=== RAW RECORDS ===

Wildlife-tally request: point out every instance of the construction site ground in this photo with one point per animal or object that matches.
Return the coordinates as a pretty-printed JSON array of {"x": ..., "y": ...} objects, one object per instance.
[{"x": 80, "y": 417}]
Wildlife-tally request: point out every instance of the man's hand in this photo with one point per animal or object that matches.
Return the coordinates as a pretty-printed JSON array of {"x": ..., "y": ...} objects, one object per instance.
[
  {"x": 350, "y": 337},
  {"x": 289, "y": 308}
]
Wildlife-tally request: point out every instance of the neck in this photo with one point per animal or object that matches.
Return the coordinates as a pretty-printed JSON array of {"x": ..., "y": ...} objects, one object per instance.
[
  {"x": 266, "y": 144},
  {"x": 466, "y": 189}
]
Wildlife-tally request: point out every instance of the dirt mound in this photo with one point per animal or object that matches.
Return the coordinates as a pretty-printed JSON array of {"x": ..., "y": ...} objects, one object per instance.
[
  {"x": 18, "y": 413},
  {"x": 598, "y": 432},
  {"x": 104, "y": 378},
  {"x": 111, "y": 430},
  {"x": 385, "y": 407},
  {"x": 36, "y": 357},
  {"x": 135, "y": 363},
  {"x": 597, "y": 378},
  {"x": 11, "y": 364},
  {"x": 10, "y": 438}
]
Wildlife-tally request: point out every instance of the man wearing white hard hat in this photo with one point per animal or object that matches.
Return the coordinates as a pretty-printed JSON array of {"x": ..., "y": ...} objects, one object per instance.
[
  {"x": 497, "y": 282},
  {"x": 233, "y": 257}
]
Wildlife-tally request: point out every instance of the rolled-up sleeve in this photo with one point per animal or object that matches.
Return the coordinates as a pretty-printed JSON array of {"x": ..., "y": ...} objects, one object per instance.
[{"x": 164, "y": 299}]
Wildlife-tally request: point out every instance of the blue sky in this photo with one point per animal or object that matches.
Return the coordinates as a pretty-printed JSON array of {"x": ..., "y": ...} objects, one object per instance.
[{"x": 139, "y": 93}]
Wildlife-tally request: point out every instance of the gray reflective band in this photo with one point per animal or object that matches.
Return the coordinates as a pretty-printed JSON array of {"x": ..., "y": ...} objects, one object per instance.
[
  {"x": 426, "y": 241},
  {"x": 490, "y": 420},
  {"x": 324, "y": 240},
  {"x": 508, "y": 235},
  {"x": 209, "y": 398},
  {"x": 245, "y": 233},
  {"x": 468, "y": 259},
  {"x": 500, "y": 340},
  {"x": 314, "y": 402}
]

===

WHAT THE EXERCISE ASKS. Can you output every line of the records above as one numbered list, skipping any blank lines?

FINAL ANSWER.
1. Wildlife-tally request: point out every instance of the construction site ground in this photo with one point per animal or object that matches.
2. Return the coordinates as a pretty-printed JSON array of {"x": ..., "y": ...} objects, one object per instance.
3. [{"x": 80, "y": 417}]
4. Wildlife-tally request: point out every instance of the man's hand in this photo with one point per animal or object that matches.
5. Return the coordinates as a pretty-printed JSON array of {"x": ..., "y": ...} objects, one object per instance.
6. [
7.   {"x": 350, "y": 337},
8.   {"x": 289, "y": 308}
9. ]
10. Wildlife-tally request: point out every instance of the neck in this photo with one point per animal or object that matches.
11. Return the coordinates as a pretty-printed JSON array of {"x": ..., "y": ...} objects, one object per instance.
12. [
13.   {"x": 266, "y": 144},
14.   {"x": 466, "y": 189}
15. ]
16. Wildlife-tally request: point out every instance of the dirt mound in this photo with one point per animal or object that matches.
17. Return the coordinates as a pretty-printed JSON array of {"x": ..., "y": ...} objects, one object per instance.
18. [
19.   {"x": 18, "y": 413},
20.   {"x": 598, "y": 432},
21.   {"x": 104, "y": 378},
22.   {"x": 111, "y": 430},
23.   {"x": 385, "y": 407},
24.   {"x": 36, "y": 357},
25.   {"x": 135, "y": 363},
26.   {"x": 597, "y": 378},
27.   {"x": 11, "y": 364},
28.   {"x": 10, "y": 438}
29. ]
30. Wildlife-tally request: point out every instance of the man wearing white hard hat in this photo with one point per animal or object that matches.
31. Return the coordinates as a pretty-printed JSON array of {"x": ..., "y": ...} objects, one object per instance.
32. [
33.   {"x": 497, "y": 282},
34.   {"x": 233, "y": 257}
35. ]
36. Wildlife-tally request: point out every instance of the rolled-up sleeve in this photo with one point per animal or object that matches.
37. Return the coordinates as a pretty-printed JSON array of {"x": ..., "y": ...} objects, one object per instance.
38. [{"x": 164, "y": 299}]
39. Wildlife-tally request: point out every instance of the blue sky in this photo with one point per animal or object that matches.
40. Return the coordinates as a pretty-printed JSON array of {"x": ..., "y": ...} objects, one object per instance.
41. [{"x": 139, "y": 93}]
42. Wildlife-tally request: point out every instance of the gray reflective band in this photo with one point per animal or object that matches.
43. Return the coordinates as a pretty-printed JSON array of {"x": ..., "y": ...} objects, one object per instance.
44. [
45.   {"x": 426, "y": 241},
46.   {"x": 490, "y": 420},
47.   {"x": 324, "y": 240},
48.   {"x": 508, "y": 235},
49.   {"x": 209, "y": 398},
50.   {"x": 245, "y": 233},
51.   {"x": 468, "y": 259},
52.   {"x": 500, "y": 340},
53.   {"x": 314, "y": 402}
54. ]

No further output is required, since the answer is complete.